GOAL OF THE EXERCISE: In every row, swap "small stone" for "pebble" and reproduce the lines with no other change.

Data drawn from a collection
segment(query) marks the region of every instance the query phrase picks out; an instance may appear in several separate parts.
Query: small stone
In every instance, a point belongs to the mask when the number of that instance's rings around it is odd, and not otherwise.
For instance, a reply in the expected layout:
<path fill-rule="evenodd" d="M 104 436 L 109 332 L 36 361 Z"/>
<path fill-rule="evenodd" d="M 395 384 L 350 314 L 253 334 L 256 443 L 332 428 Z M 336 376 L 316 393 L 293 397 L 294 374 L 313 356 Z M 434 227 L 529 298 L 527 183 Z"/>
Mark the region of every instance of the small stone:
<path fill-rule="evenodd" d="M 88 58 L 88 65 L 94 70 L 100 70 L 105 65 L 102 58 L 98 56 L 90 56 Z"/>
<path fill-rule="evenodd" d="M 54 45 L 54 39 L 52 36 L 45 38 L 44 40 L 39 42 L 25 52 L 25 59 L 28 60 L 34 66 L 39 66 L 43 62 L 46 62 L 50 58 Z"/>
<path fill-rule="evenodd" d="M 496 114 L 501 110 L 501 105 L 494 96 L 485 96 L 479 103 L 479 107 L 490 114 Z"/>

ANSWER:
segment(query) marks the region of every instance the query phrase picks out; an instance may appear in several separate parts.
Query: pebble
In every instance, a point belongs to the mask when the number of that instance's rings around it is odd, and not otherwise.
For instance, a reply in the expected layout:
<path fill-rule="evenodd" d="M 104 436 L 109 332 L 36 361 Z"/>
<path fill-rule="evenodd" d="M 395 384 L 350 314 L 253 334 L 256 443 L 332 428 Z M 336 376 L 316 393 L 293 397 L 294 374 L 313 356 Z M 434 227 L 529 298 L 527 183 Z"/>
Mark the region of every instance of the pebble:
<path fill-rule="evenodd" d="M 88 58 L 88 65 L 94 70 L 100 70 L 105 65 L 102 58 L 98 56 L 90 56 Z"/>
<path fill-rule="evenodd" d="M 54 45 L 54 39 L 52 36 L 45 38 L 44 40 L 39 42 L 25 52 L 25 59 L 28 60 L 34 66 L 39 66 L 43 62 L 46 62 L 50 58 Z"/>
<path fill-rule="evenodd" d="M 496 114 L 501 110 L 501 105 L 494 96 L 485 96 L 479 103 L 479 107 L 490 114 Z"/>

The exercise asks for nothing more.